---------- DATA SUPPLIED

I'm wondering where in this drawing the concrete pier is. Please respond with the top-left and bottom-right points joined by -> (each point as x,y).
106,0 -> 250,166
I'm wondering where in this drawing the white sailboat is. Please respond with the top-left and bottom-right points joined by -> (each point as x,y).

--------------------
---------- DATA SUPPLIED

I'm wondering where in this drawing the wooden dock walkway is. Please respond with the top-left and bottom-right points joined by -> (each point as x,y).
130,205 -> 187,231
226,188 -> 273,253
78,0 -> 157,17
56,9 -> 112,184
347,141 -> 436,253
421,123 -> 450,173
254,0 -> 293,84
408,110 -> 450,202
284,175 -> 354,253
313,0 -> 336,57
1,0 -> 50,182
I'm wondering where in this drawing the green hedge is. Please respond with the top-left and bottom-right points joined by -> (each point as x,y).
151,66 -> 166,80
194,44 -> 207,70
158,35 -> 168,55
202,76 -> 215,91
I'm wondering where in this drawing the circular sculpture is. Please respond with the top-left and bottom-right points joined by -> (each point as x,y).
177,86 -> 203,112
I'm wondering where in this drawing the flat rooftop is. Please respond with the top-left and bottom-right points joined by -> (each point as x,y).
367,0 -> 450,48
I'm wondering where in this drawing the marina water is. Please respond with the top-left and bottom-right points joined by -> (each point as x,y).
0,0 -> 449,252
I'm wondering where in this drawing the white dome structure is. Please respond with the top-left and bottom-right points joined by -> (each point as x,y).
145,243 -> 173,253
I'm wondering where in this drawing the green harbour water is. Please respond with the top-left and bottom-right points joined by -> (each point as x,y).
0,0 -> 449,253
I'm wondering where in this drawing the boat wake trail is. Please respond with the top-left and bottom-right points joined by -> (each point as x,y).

--------------------
---------- DATA SUPPLIED

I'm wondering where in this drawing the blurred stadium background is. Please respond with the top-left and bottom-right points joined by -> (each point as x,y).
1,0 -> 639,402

--------------------

PROBLEM
The line above containing "I'm wondering where in this drawing the concrete", the line containing "I'm wondering where in this drawing the white sailboat", and every line between them are to be transcribed exactly; no other line is wanted.

RESULT
I'm wondering where in this drawing the concrete pier is. Please respond with the top-left and bottom-right points joined by -> (each point as x,y).
106,0 -> 250,166
I'm wondering where in this drawing the white sailboat is. Please respond with the top-left and bottom-right points joined by -> (each point as x,y).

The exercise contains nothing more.